═════ Passage for review
Medical staff services professional

Primary source verification, credentialing, enrollment and privileging require near-heroic due diligence and attention to detail. Credentialing software, for instance, automates a rigorous follow-up process that doesn’t end until the credential is approved or resolved. If any requirement or piece of information is missing along the way, the software will catch and flag it.

GRC software with integrated credentialing functionality can help MSPs move more efficiently—and therefore realize revenue more quickly—even through the most cumbersome administrative tasks. It can also speed other important requirements, like granting clinical privileges, conducting performance evaluations, securing state licensure, and onboarding new practitioners.

Quality director

The quality director serves as advisor for all activities related to the evaluation of patient care based on statistical analysis and best practices. Integrated GRC software enables them to:

  • Analyze data for trends and recommend to hospital leaders corrective action
  • Monitor recommendations until action plans are in place and improvement is proven effective and included in facility policy
  • Maintain a close working relationship with the risk management department to monitor adverse event reporting/responses and corrective action for compliance

HR and payroll professionals

Human resources has the critical job of workforce management, which, in many hospitals, surprisingly still relies on manual tasks and paper records. For them, GRC software eliminates this dependence. More importantly, it connects these widespread areas stemming from workforce management: clinical, financial, staff engagement, patient satisfaction, and compliance.

Integrated GRC software links these critical roles and functions, and others, enterprise wide and can proactively and efficiently assess, communicate, and mitigate operational and financial risks even in the midst of frequently shifting requirements in a way that even the best employees cannot.

The added control of GRC software

In addition to helping manage employees, contracts, and other internal matters, GRC software can help healthcare organizations better control over outside factors such as patients, visitors, and vendors.

For example, when it comes to working with vendors, healthcare organizations must take precautions that organizations in other industries don’t face. When allowing a vendor to access a medical facility or health system, organizations must work carefully to ensure continued patient safety, information privacy, and other policies. GRC software can enable vendor background checks, credentialing, training, and policy reviews and even provide insights into which vendors are most compliant with an organization's policies.

Software can enable similar controls for other visitors, too, with features like easy check-ins and dashboards that give users insight into which vendors and visitors are currently onsite. 

Finally, GRC software can also help keep patients' health and information safe thanks to tools that enable quality monitoring and safety and incident reporting. Among them are software solutions that not only allow users to access automated, online, and customizable forms for easy reporting on any device, but also ones that provide additional analysis and monitoring. Such follow-up functions enable interventions, tracking, audits, and other controls that ensure providers and staff learn from every incident and improve individually and as a team over time.

The bottom line

Having a GRC structure in place is critically important for any company, but the stakes are higher and the requirements are stricter for healthcare organizations. GRC software makes that process easier by ensuring that every box is checked, every requirement is met, every dollar is secure, every physician is credentialed and licensed, and every patient is safe. 

That's especially important when considering how quickly requirements can change and policies can shift. With an enterprise-wide GRC software solution in place, healthcare organizations can get on with the business of taking care of patients and trust that their GRC framework is automated, fast, streamlined, and secure.
══════════
═════ Supplied entries
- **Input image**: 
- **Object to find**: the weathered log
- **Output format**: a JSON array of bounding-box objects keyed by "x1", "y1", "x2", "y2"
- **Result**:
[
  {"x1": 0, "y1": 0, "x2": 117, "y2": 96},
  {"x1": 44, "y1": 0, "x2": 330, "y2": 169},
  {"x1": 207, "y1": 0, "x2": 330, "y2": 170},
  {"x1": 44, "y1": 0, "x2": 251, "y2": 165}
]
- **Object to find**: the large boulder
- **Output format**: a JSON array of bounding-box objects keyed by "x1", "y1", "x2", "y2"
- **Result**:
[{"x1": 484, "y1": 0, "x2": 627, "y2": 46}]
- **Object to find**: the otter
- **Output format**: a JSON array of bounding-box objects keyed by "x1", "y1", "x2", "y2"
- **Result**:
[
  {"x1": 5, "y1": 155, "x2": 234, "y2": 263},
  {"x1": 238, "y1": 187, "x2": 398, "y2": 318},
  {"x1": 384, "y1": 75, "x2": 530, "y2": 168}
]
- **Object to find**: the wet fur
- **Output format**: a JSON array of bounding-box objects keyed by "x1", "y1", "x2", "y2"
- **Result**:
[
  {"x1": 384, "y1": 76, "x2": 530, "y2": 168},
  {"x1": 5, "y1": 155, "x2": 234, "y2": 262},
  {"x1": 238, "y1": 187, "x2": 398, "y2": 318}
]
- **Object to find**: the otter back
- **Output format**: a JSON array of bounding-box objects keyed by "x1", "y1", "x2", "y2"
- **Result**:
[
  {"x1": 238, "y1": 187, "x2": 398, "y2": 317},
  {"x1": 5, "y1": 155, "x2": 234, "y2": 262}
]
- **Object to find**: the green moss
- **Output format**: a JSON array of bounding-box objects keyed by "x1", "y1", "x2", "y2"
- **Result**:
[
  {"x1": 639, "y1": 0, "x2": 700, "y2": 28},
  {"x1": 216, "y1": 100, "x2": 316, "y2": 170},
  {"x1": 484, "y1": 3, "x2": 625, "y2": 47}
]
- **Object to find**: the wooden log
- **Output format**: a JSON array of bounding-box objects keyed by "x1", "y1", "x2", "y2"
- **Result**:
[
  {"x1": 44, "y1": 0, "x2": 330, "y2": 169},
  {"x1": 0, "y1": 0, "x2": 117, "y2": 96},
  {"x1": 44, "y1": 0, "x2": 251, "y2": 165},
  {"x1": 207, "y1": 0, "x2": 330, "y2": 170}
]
══════════
» **What is needed**:
Copy everything in the article on GRC software in healthcare from "Human resources has" down to "best employees cannot.", renaming "manual tasks" as "manual processes".

» **Response to the exercise**:
Human resources has the critical job of workforce management, which, in many hospitals, surprisingly still relies on manual processes and paper records. For them, GRC software eliminates this dependence. More importantly, it connects these widespread areas stemming from workforce management: clinical, financial, staff engagement, patient satisfaction, and compliance.

Integrated GRC software links these critical roles and functions, and others, enterprise wide and can proactively and efficiently assess, communicate, and mitigate operational and financial risks even in the midst of frequently shifting requirements in a way that even the best employees cannot.